## Set problem
List every line of the entries below that contains the word "sheet", matching case exactly.

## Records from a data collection
┄┄┄┄┄┄┄┄┄┄┄┄┄┄┄┄┄┄┄┄

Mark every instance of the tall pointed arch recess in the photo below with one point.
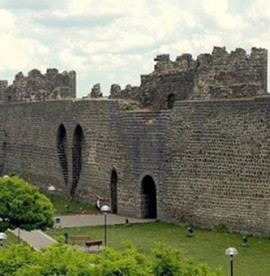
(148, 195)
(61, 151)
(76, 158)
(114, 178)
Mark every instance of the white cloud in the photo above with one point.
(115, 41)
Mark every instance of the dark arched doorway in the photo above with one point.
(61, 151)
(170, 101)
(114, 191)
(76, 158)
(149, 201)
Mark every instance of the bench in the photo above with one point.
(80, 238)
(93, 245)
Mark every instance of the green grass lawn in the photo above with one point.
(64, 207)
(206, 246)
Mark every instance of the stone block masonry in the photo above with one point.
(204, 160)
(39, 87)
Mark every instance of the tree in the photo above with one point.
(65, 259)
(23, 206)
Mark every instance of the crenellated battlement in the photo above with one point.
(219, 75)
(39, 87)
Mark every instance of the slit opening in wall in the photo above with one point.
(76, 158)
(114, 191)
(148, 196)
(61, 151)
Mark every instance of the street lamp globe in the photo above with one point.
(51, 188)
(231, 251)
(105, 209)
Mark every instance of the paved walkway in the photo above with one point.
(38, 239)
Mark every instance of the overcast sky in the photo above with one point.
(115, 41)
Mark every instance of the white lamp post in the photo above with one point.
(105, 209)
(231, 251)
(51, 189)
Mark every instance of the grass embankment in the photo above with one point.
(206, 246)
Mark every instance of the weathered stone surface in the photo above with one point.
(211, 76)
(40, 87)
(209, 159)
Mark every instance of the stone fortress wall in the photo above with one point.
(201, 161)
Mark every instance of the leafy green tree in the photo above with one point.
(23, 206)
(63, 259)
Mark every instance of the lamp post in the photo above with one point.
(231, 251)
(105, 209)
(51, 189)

┄┄┄┄┄┄┄┄┄┄┄┄┄┄┄┄┄┄┄┄

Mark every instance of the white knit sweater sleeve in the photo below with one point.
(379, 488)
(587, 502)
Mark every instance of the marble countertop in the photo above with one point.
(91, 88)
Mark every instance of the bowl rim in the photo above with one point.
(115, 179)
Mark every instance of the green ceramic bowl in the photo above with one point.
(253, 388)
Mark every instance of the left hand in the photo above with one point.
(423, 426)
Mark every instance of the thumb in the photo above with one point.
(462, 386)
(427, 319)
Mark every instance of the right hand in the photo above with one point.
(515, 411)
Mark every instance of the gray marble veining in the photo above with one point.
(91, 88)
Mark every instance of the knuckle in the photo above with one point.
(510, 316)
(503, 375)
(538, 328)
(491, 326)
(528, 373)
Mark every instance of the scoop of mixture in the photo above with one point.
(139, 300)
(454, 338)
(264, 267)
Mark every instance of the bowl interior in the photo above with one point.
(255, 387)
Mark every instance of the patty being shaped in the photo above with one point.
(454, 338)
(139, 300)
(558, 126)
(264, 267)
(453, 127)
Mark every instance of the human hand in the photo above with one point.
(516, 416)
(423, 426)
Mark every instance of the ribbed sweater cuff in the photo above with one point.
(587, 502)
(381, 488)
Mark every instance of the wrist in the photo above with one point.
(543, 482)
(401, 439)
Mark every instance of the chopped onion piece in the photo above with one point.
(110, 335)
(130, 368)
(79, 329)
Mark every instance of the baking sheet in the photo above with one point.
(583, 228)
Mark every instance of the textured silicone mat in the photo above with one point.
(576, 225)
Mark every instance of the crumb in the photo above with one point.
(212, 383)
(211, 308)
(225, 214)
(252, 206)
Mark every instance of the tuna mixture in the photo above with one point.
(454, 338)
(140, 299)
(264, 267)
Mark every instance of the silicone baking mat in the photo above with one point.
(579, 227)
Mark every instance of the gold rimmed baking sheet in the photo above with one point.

┄┄┄┄┄┄┄┄┄┄┄┄┄┄┄┄┄┄┄┄

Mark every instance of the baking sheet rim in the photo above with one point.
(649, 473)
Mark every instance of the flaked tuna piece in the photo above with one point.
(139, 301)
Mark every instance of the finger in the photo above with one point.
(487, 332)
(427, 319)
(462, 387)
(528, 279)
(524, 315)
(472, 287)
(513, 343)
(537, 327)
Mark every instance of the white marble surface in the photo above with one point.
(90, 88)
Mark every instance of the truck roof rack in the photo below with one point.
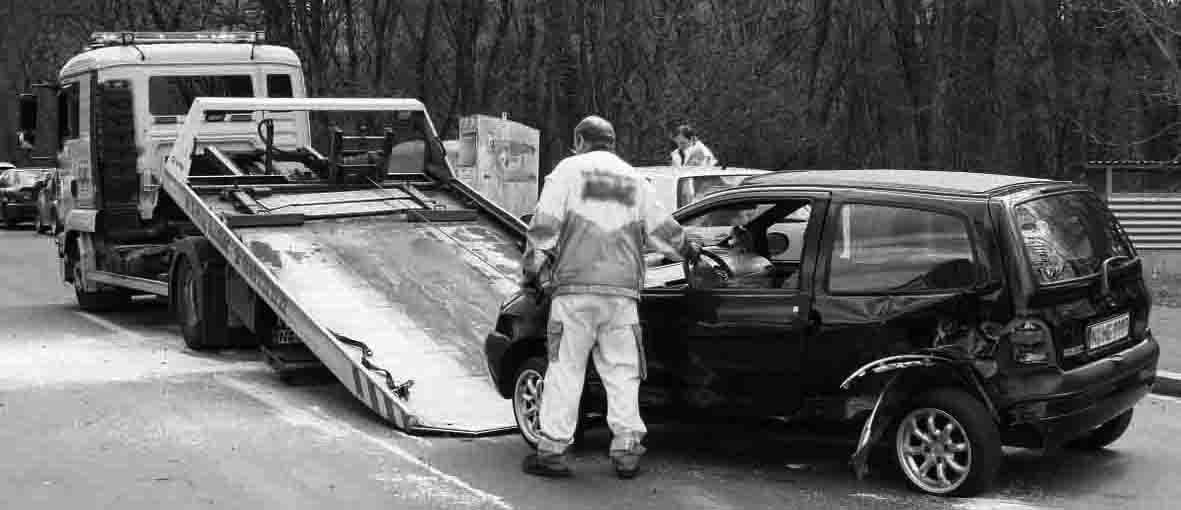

┄┄┄┄┄┄┄┄┄┄┄┄┄┄┄┄┄┄┄┄

## Answer below
Mark every instance of the baking sheet in the photo above with one point.
Mark every instance of the gold rimmed baking sheet in the photo above with one point.
Mark every instance of the baking sheet rim in the photo above with one point.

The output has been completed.